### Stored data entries

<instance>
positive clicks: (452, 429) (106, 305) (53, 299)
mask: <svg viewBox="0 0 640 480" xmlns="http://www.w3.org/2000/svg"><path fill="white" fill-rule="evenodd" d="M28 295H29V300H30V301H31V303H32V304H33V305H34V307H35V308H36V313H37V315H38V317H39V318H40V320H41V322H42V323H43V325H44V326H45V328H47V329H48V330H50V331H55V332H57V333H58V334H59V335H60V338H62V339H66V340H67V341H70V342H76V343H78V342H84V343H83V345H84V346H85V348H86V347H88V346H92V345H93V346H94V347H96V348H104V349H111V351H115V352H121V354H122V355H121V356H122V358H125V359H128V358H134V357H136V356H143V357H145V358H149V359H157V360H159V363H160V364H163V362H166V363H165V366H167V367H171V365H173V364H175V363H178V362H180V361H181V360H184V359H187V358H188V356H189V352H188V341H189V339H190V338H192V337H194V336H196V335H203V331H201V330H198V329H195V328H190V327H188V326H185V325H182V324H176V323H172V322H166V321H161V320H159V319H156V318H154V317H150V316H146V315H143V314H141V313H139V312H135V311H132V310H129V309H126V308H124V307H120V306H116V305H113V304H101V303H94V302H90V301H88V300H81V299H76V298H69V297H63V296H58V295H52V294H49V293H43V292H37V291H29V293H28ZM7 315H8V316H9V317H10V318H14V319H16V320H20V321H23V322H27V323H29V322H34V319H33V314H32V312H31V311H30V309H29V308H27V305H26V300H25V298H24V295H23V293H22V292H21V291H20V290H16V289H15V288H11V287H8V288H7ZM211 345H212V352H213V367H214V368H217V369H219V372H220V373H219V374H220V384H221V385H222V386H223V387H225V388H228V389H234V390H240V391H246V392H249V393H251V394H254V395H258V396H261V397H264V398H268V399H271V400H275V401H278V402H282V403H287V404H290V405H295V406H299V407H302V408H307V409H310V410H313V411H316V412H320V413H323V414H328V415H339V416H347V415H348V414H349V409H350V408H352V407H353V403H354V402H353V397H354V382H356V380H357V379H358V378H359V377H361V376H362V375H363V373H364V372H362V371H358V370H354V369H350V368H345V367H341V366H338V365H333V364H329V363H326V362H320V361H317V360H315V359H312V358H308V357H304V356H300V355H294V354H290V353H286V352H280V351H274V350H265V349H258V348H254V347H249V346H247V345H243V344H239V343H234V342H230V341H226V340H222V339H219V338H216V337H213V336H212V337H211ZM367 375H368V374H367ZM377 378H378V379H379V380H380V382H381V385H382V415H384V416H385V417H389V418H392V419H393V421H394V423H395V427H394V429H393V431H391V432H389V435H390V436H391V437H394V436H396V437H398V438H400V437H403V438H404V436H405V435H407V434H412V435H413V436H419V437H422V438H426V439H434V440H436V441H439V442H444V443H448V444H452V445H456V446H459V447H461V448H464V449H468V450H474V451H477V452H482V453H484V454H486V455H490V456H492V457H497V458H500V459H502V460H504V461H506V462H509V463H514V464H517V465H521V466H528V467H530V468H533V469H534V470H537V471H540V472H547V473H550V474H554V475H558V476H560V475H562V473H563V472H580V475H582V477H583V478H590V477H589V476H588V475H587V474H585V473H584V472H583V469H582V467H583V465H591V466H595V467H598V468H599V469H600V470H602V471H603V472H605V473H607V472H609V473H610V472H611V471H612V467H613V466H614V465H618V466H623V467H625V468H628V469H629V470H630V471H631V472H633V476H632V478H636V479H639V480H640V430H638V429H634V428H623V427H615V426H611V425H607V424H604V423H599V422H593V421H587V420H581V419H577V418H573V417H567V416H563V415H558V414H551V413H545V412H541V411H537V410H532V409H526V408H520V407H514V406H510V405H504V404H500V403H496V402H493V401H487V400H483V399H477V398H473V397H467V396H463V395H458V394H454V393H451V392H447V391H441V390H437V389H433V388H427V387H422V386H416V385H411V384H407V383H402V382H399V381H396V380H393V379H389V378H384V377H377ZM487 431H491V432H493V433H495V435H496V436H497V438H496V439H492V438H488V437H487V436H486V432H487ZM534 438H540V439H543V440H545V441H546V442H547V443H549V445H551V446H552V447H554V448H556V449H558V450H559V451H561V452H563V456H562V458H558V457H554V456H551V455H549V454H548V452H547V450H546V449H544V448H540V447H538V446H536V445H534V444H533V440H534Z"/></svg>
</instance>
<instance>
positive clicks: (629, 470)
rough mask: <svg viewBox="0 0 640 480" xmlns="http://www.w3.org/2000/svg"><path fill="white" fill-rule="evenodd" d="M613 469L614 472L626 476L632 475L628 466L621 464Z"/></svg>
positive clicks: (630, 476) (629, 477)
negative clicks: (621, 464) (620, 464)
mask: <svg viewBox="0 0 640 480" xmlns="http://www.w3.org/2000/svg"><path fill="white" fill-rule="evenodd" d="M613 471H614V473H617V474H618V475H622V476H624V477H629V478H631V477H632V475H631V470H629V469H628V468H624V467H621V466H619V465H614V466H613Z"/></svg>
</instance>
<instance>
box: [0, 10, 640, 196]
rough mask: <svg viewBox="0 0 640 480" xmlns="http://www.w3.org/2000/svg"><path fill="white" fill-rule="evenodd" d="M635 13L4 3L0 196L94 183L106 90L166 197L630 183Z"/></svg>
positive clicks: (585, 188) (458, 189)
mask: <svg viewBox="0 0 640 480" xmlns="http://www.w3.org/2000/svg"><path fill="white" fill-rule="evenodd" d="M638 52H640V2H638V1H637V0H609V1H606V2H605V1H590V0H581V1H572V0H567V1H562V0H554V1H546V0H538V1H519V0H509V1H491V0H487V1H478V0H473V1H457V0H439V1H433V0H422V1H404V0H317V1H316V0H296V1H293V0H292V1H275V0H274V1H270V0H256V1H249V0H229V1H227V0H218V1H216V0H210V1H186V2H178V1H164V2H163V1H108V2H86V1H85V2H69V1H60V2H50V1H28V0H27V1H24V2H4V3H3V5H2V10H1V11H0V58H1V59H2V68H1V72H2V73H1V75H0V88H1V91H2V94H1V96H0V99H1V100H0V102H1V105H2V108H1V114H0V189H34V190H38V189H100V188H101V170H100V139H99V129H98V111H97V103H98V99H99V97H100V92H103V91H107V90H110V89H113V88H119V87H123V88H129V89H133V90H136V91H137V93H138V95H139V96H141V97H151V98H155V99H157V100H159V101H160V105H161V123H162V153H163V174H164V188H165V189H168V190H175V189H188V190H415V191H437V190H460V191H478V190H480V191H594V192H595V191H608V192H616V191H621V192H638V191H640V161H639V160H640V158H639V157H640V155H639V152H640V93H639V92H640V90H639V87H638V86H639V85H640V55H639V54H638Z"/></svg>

### Work to be completed
What is the number of lines in the data above that include the word "rough"? Answer with that number only.

### Expected answer
2